-- Required tasks --
1. Using the passage on John C. Wright's one-session fiction lesson, answer:
(a) What book does the writer recommend, and who wrote it?
(b) Why does the writer say his value goes up as competition grows?
(c) How long should one sit and stare at the blank page?
2. Write the next part of the passage on John C. Wright's one-session fiction lesson, picking up after its final sentence.
[Start of Passage provided]
What is science fiction for? One might as well ask what a window in a jail cell is for, or what a magic mirror in a wizard’s cell is for.

John C. Wright’s Patented One Session Lesson in the Mechanics of Fiction
 

Here is the John C. Wright patented one-session lesson in the mechanics of how to write fiction.

A word of explanation:

I wrote the following to a friend of mine who is a nonfiction writer of some fame and accomplishment, who was toying with the idea of writing fiction. We batted around some ideas and I have been encouraging (read: pestering) him to take up the project seriously.

He wrote back and said that while putting the logical format to a work of nonfiction was clear enough, he was not big on this artistic and poetical stuff. I took it upon myself to show him the logic behind the stuff that dreams are made of.

So here is what I wrote to provoke him to write, and I share it with any and all comers who wish alike to be writers.

For my part, I am eager to share my trade secrets. I do not fear competition. Unlike every other field, my value as a writer goes up, not down, the more competition I have, because more science fiction writers means more science fiction readers, a larger field, and more money in the field.

So I think everyone should try his hand at writing. I cannot read my own work for pleasure, after all.

__________

 

Let me try to encourage you. First, get that book I recommended,
Writing The Breakout Novel
by Donald Maass. Second, actually set aside time to write your novel, time when you are not allowed to do anything else or find any other distractions. Sit and stare at the blank page for four hours. The tedium will either break your brain or break open any writer’s block.
[End of Passage provided]
[Start of Material provided]
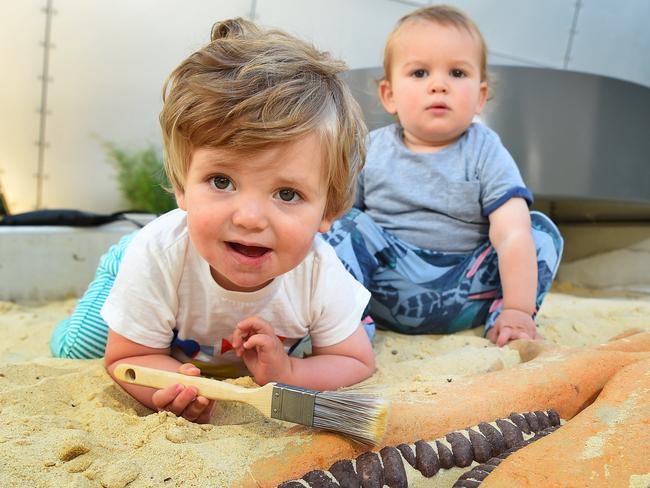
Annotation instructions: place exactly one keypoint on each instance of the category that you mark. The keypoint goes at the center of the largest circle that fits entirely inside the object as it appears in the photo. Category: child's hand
(513, 324)
(254, 340)
(184, 401)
[End of Material provided]
-- Outputs by task --
1.
(a) *Writing The Breakout Novel* by Donald Maass.
(b) More science fiction writers means more science fiction readers, a larger field, and more money in the field.
(c) Four hours.

2.
I am so totally not kidding: if you want to learn kung fu, you must learn to break bricks with your head. If you want to be a fiction writer, you must learn to stare at a blank page with nothing but your name on the top without flinching, without weeping, without getting up to get a beer to fortify your faltering courage.

How it is done? How does one fill in the horrid pallid blankness of the blank paper, as monstrous as the whiteness of the White Whale sought by Ahab? Good question. There is a craft to it, a certain mechanic.

Let us take an example of a hypothetical first chapter of a hypothetical book. Let us pretend the book is called
Old Men Shall Dream Dreams
.

 

CHAPTER ONE: THE NIGHTMARE OF NOTTING HILL

 

At first, I thought he was carrying the corpse of a child.

My professor of Applied Military Theology, Colonel MacNab, came walking slowly into my little room in southeast London, the little oblong box on his back, and a cold and grim look on his features. I stood up and pulled off my cap, and MacNab scowled. “Not to worry. 'Tis not human. We think. Clear a space and give us hand, there’s a good lad.”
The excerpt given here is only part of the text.